Document extract:
Entropy-Invariant Attention from the Perspective of the JL Lemma · English (unofficial) translations of posts at kexue.fm

In the posts “Looking at the Scale Operation of Attention from Entropy Invariance” and “A Quick Derivation of Entropy-Invariant Softmax”, the author proposed the Entropy-Invariant Softmax. Simply put, this involves multiplying the Attention matrix by an additional factor of \log n before the Softmax operation, which theoretically helps enhance length extrapolation, where n is the sequence length. The factor \log n reminded the author of the JL Lemma (Johnson-Lindenstrauss Lemma), because the JL Lemma tells us that encoding n vectors only requires \mathcal{O}(\log n) dimensions. Since both involve \log n, is there a connection between the two?

Entropy Invariance

We know that entropy is a measure of uncertainty. In the context of the attention mechanism, we use it as a measure of the “degree of concentration of attention.” So-called entropy invariance means that regardless of the sequence length n, we want to concentrate attention on a few key tokens rather than spreading it too thinly. To this end, the proposed form of Entropy-Invariant Attention is: Attention(Q,K,V) = \text{softmax}\left(\frac{\log_{512} n}{\sqrt{d}}QK^{\top}\right)V \label{eq:core} Here Q,K \in \mathbb{R}^{n\times d}. Compared to conventional Attention, the scaling factor is multiplied by an additional \log_{512} n, where the base is chosen as 512, assuming all our hyperparameters (such as d) are tuned for a training length of 512. Of course, even if your planned pre-training length is not 512, you can simply choose 512 as the base, and the result will basically not be affected.

The principle of this form is also quite intuitive. When n increases, it means more tokens are sharing the attention, leading to a lack of concentration. At this point, we multiply by a factor that is monotonically increasing with respect to n. After the softmax, this effectively acts as a power operation on the original probabilities. Since probabilities are all less than 1, smaller probabilities become even smaller after the power operation, thus making the attention concentrated again. As for why this factor takes a logarithmic form, one would need to refer to the derivation process in the articles mentioned at the beginning.

Region labeling records:
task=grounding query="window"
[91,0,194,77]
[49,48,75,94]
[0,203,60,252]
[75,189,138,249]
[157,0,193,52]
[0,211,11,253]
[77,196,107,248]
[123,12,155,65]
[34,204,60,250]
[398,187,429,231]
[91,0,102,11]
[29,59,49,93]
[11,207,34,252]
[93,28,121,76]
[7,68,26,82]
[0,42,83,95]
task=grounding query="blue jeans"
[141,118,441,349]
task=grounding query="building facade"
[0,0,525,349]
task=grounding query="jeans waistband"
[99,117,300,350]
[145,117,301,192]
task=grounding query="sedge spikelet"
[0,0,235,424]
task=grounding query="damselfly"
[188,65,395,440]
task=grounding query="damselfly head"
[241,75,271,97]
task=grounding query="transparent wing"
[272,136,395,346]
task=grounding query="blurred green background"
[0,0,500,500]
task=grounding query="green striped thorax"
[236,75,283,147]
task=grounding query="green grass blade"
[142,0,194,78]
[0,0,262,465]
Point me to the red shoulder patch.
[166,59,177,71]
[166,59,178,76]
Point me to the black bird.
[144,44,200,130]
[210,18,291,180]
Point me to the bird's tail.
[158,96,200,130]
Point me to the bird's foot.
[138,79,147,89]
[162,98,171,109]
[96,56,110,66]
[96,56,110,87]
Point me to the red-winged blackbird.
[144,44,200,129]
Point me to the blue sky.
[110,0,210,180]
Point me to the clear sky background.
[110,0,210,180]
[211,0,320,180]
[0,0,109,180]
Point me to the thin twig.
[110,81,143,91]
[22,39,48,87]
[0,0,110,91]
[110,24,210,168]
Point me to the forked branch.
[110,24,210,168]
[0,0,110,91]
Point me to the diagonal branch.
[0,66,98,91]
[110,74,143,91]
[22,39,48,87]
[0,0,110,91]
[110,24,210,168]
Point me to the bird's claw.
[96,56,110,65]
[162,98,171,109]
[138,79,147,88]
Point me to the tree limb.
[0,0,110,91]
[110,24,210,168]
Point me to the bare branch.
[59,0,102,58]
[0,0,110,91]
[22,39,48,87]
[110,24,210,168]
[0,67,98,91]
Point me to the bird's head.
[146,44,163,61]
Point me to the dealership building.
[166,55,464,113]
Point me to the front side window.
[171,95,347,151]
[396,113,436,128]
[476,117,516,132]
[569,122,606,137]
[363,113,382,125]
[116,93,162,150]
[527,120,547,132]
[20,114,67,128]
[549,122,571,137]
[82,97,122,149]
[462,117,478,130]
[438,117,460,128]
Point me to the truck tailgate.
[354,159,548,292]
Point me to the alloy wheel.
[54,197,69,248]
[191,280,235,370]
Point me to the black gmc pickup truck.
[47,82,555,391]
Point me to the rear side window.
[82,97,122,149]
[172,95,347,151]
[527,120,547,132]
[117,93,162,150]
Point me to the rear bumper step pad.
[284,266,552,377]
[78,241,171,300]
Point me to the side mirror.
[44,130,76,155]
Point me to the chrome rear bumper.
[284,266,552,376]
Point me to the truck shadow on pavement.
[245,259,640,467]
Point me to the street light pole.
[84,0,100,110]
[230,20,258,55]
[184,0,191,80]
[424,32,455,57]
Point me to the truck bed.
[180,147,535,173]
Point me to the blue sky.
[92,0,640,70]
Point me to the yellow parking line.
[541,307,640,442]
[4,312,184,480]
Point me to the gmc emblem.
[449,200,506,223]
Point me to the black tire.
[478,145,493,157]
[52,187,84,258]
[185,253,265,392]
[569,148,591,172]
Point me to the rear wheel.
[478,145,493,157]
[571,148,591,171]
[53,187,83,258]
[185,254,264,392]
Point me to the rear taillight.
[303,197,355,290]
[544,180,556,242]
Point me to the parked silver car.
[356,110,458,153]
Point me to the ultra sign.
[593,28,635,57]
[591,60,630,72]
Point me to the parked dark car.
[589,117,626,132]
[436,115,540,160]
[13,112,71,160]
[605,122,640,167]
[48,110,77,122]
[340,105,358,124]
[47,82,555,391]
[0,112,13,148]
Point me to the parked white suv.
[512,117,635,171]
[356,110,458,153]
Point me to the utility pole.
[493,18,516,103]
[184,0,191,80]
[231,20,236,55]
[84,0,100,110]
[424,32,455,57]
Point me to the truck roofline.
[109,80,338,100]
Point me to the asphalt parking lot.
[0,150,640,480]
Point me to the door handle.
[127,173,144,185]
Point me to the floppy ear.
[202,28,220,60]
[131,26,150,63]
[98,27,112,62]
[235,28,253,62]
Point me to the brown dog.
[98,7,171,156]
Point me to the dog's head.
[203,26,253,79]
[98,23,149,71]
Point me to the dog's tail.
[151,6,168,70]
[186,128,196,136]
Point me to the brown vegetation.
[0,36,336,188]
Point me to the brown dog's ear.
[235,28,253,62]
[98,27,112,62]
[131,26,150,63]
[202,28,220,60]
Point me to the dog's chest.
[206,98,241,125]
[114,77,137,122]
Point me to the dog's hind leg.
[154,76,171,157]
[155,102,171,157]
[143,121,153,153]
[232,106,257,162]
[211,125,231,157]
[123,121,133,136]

Required actions:
[1] Transcribe the post on entropy-invariant attention, everything from "Entropy-Invariant Attention from" down to "between the two?".
[2] Pick up the post on entropy-invariant attention at the point where it stops, and keep writing it.
The listing has nothing to do with the post on entropy-invariant attention.

Responses to the tasks:
[1]
Entropy-Invariant Attention from the Perspective of the JL Lemma · English (unofficial) translations of posts at kexue.fm

In the posts “Looking at the Scale Operation of Attention from Entropy Invariance” and “A Quick Derivation of Entropy-Invariant Softmax”, the author proposed the Entropy-Invariant Softmax. Simply put, this involves multiplying the Attention matrix by an additional factor of \log n before the Softmax operation, which theoretically helps enhance length extrapolation, where n is the sequence length. The factor \log n reminded the author of the JL Lemma (Johnson-Lindenstrauss Lemma), because the JL Lemma tells us that encoding n vectors only requires \mathcal{O}(\log n) dimensions. Since both involve \log n, is there a connection between the two?

[2]
JL Lemma

The JL Lemma, full name “Johnson-Lindenstrauss Lemma,” is an important conclusion regarding vector embedding. Simply put, it tells us that “to accommodate n vectors, only \mathcal{O}(\log n) dimensional space is needed” (where \log here does not specify a base and defaults to the natural logarithm e). For a detailed introduction, please refer to “The Amazing Johnson-Lindenstrauss Lemma: Theory Part”.

Interestingly, long before the author knew about the JL Lemma, a similar and even more specific result was derived in “The Principle of Minimum Entropy (VI): How to Choose the Dimension of Word Vectors?”—embedding n word vectors roughly requires 8\log n dimensions. This estimate is very close to the dimensions used in practice. For example, when n equals 100,000, 8\log n is approximately 92, while the word vector dimensions we frequently use are also in the range of one or two hundred.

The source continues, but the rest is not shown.